─── DATA PROVIDED

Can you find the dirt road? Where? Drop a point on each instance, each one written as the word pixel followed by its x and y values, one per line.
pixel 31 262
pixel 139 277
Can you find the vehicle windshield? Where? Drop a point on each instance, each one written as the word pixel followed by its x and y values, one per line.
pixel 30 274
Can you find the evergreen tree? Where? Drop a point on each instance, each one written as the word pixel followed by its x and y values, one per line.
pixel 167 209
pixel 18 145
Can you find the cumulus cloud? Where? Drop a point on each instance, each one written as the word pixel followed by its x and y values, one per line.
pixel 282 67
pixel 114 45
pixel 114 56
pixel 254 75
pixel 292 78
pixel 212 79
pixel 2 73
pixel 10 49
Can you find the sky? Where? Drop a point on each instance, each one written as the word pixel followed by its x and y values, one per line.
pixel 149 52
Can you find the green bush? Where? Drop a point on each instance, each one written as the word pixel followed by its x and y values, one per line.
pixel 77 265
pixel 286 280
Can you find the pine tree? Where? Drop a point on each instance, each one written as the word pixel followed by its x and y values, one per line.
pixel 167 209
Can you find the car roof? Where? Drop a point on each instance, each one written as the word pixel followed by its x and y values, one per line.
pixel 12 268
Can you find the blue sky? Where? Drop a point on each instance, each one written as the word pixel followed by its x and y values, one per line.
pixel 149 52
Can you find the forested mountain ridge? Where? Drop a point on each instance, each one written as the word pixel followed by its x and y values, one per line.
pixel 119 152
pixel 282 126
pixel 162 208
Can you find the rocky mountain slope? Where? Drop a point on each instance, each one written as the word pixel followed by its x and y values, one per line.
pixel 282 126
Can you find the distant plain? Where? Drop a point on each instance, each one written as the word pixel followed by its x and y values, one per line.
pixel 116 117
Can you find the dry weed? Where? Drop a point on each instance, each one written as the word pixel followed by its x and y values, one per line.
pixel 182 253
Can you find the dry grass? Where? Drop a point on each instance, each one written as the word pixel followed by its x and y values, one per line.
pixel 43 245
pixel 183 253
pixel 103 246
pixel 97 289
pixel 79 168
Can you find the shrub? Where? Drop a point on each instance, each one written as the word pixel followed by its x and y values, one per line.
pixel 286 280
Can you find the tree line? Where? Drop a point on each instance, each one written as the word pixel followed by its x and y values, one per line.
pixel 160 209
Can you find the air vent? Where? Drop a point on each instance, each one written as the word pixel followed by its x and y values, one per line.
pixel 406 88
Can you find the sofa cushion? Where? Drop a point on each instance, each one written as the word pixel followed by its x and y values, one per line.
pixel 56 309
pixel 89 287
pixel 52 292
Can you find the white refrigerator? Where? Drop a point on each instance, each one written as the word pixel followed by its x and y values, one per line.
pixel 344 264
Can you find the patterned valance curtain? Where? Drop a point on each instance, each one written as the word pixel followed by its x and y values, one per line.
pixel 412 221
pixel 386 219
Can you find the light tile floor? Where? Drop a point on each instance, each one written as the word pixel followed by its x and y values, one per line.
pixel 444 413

──────

## WHAT NEEDS TO BE DONE
Return all data verbatim.

## EXERCISE OUTPUT
Can you find the dirt road? Where? Drop a point on each instance, each one written as the word pixel followed by its x and y values, one per line.
pixel 31 262
pixel 139 277
Can you find the vehicle windshield? Where? Drop a point on each instance, each one written as the word pixel followed by its x and y values, one per line.
pixel 30 274
Can you find the evergreen tree? Where? Drop a point on each instance, each one written as the word pixel followed by its x and y values, one per line.
pixel 167 209
pixel 18 145
Can you find the cumulus cloud? Where? Drop a point on each instance, each one written as the word pixel followed by its x and y values, one per line.
pixel 282 67
pixel 114 45
pixel 114 56
pixel 254 75
pixel 292 78
pixel 212 79
pixel 2 73
pixel 10 49
Can you find the sky? Where? Drop a point on each instance, each one written as the word pixel followed by its x and y values, one per line.
pixel 149 52
Can you find the green bush? Where? Drop a point on each instance, each one written as the word pixel followed by its x and y values, one per line.
pixel 77 265
pixel 286 280
Can you find the pine tree? Where? Drop a point on each instance, each one written as the word pixel followed by its x and y values, one per line.
pixel 167 209
Can you find the car roof? Where? Drop a point on each instance, each one written as the word pixel followed by its x and y values, one per line.
pixel 12 268
Can you find the blue sky? Where? Drop a point on each instance, each one written as the word pixel followed by its x and y values, one per line.
pixel 149 52
Can you find the forested mountain ridge? Where? Drop a point on each instance, each one written as the word pixel followed by its x and y values, one per line.
pixel 119 152
pixel 282 126
pixel 162 208
Can you find the rocky mountain slope? Where? Drop a point on each instance, each one written as the word pixel followed by its x and y values, one per line.
pixel 282 126
Can you find the distant plain? Where? Drop a point on each instance, each one written as the word pixel followed by its x and y values, one per line.
pixel 116 117
Can you find the dry weed? Where? Drop a point on each instance, each one written as the word pixel followed by its x and y values, one per line.
pixel 182 253
Can you find the dry grass? Where? Drop a point on each instance, each one written as the word pixel followed by its x and y values, one per line.
pixel 43 245
pixel 183 253
pixel 103 246
pixel 97 289
pixel 79 168
Can you find the shrub? Where? Drop a point on each instance, each one written as the word pixel followed by its x and y values, one per line.
pixel 286 280
Can you find the tree line? Where? Drop a point on each instance, each one written as the word pixel followed by its x and y values, one per line.
pixel 160 209
Can you find the air vent? Where? Drop a point on each instance, each one written as the word pixel followed by its x and y values, one per line.
pixel 406 88
Can you find the sofa cushion? Where? Drop a point on each instance, each one written as the word pixel followed by its x and y values, one per line.
pixel 56 309
pixel 89 287
pixel 52 292
Can you find the white refrigerator? Where? Drop a point on each instance, each one written as the word pixel followed by its x and y values, one per line.
pixel 344 264
Can you find the patterned valance curtain? Where? Drop a point on each instance, each one written as the word pixel followed by its x and y values, one per line.
pixel 412 221
pixel 386 219
Can you find the light tile floor? Where? Drop a point on each instance, each one written as the word pixel followed by its x and y values, one per line.
pixel 444 413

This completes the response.